■ Stated exercise
Please reproduce all of the entries below with "Target" swapped out for "Object" everywhere and everything else kept the same. Leave the pictures out of your answer.
--- begin ---
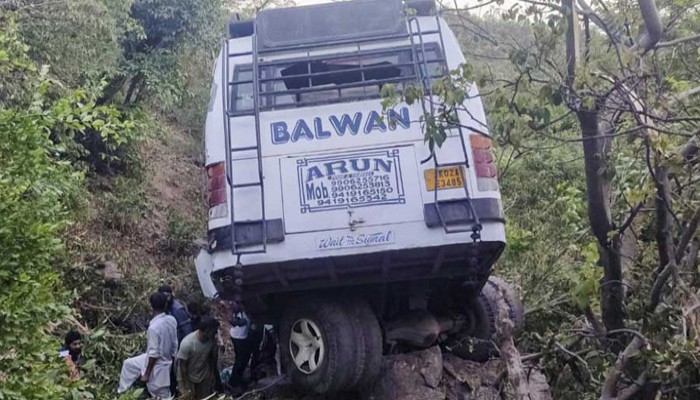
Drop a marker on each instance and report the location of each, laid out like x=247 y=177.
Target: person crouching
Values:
x=153 y=367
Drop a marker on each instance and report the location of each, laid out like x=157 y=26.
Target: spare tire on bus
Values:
x=477 y=341
x=316 y=344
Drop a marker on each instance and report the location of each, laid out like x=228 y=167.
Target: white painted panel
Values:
x=350 y=189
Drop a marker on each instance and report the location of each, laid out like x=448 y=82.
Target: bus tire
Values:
x=316 y=351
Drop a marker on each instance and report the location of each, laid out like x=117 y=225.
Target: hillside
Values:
x=594 y=117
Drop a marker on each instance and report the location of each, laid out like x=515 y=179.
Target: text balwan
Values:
x=319 y=128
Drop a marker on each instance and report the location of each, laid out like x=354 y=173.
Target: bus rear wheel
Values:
x=317 y=351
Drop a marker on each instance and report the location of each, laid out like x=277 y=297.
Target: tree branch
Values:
x=652 y=25
x=609 y=391
x=674 y=42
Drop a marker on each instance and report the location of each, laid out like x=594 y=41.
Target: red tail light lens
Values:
x=484 y=167
x=217 y=184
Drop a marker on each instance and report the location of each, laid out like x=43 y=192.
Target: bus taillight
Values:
x=216 y=174
x=484 y=166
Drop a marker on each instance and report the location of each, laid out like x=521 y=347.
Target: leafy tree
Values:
x=613 y=85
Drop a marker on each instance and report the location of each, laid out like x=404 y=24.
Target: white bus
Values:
x=329 y=216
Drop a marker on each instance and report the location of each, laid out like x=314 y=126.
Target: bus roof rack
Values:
x=238 y=29
x=422 y=7
x=328 y=23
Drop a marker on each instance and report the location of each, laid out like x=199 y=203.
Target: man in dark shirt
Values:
x=184 y=326
x=177 y=310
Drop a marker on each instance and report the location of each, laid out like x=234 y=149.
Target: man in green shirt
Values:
x=197 y=361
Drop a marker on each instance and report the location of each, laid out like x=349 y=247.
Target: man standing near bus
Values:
x=197 y=361
x=153 y=367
--- end ---
■ Right answer
Drop a marker on each instance and report the location of each, laid out like x=247 y=177.
Object: person crouching
Values:
x=153 y=367
Drop a marker on each instance and report the location of each, laid out like x=157 y=26.
Object: spare tire on bus
Values:
x=477 y=341
x=316 y=344
Drop a marker on each instance and report the location of each, laid out like x=228 y=167.
Object: white painted panel
Values:
x=350 y=189
Drop a marker on each instance and report the location of each, laid out like x=448 y=82.
Object: bus tire
Values:
x=316 y=351
Drop a marker on each instance and report the location of each, laid out like x=117 y=225.
Object: hillside
Values:
x=594 y=117
Drop a marker on each instance and report the location of each, laid out like x=515 y=179.
Object: text balwan
Values:
x=319 y=128
Drop a marker on each instance and report the location of each, laid out like x=354 y=173.
Object: bus rear wheel
Values:
x=317 y=351
Drop a marker on each instance and report the location of each, laid out like x=277 y=297.
Object: tree branch
Values:
x=652 y=25
x=609 y=391
x=674 y=42
Drop a marker on each instance and report the location of each, laid out like x=594 y=41.
Object: red tail light lens
Values:
x=484 y=167
x=217 y=184
Drop a marker on each instance and report the location of each, laid out like x=43 y=192.
Object: bus taillight
Values:
x=216 y=174
x=484 y=166
Drop a marker on each instance and report the location of each, laid out like x=521 y=347.
Object: leafy tree
Values:
x=613 y=85
Drop a marker on each instance and report the location of each, laid out like x=404 y=24.
Object: white bus
Values:
x=329 y=216
Drop a marker on each instance and report the location of each, laid out like x=314 y=126.
Object: bus roof rack
Values:
x=238 y=29
x=422 y=7
x=328 y=23
Drop a marker on each instance and report the location of each, laid out like x=199 y=203.
Object: man in dark shirt
Values:
x=184 y=326
x=177 y=310
Drop a marker on each instance and report the location of each, laid out like x=234 y=149.
Object: man in green shirt
Values:
x=197 y=361
Drop a marker on each instance and report the location of each, laid out like x=349 y=247.
Object: man standing near bus
Values:
x=197 y=361
x=153 y=367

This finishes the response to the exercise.